> [EXCERPT TO READ]

In accordance with the provisions of these Rules, the Internal Control Committee has investigative,
advisory and proposal-making functions before the Board of Directors.
In particular, it performs the following activities:
Assesses (i) the adequacy of the internal control system; (ii) the work program of the Person in
Charge of Internal Control; (iii) the proper use of accounting principles, in conjunction with the
Company’s administration managers and auditors; and (iv) the findings of the Internal Auditing
Department’s activity;
Controls compliance with and draws up proposals for the regular updating of the corporate
governance rules.
The Committee meets any time that the Chairman deems it advisable or another member makes a
request in respect thereto and, generally, before the Board meetings for the approval of the
financial statements, the six-month reports and the quarterly reports.
During fiscal year 2006, the Committee met as described in the table attached to this Report.
The Internal Control Committee reports to the Board at least twice a year.
On February 19, 2007, the Board of Directors resolved upon specific allocations for providing the
Committee with appropriate financial resources to perform its duties. In this respect, please see
Section VIII of this Report.
The Person in Charge of the Internal Control. The Person in Charge of the Internal Control is
responsible for ensuring that the Group’s internal control system is appropriate and efficient as
well as for suggesting any corrective measures, provided that appropriate means were granted for
the performance of his duties.
Such office was granted to the person in charge of Internal Audit of Luxottica Group, who reports
to the Chairman and the Chief Executive Officer and reports on the execution of his duties to the
Internal Control Committee and the Board of Statutory Auditors.
Organizational, Management and Control Model pursuant to Legislative Decree No. 231/2001.

> [SET PROBLEM]
Rewrite the stretch of the passage on the Internal Control Committee from "During fiscal year" through "twice a year.", replacing "twice" with "three times". The data that comes next has no connection to the passage on the Internal Control Committee.

> [AVAILABLE DATA]
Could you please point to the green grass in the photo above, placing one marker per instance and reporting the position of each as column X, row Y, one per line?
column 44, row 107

> [RESULT FOR THIS TASK]
During fiscal year 2006, the Committee met as described in the table attached to this Report.
The Internal Control Committee reports to the Board at least three times a year.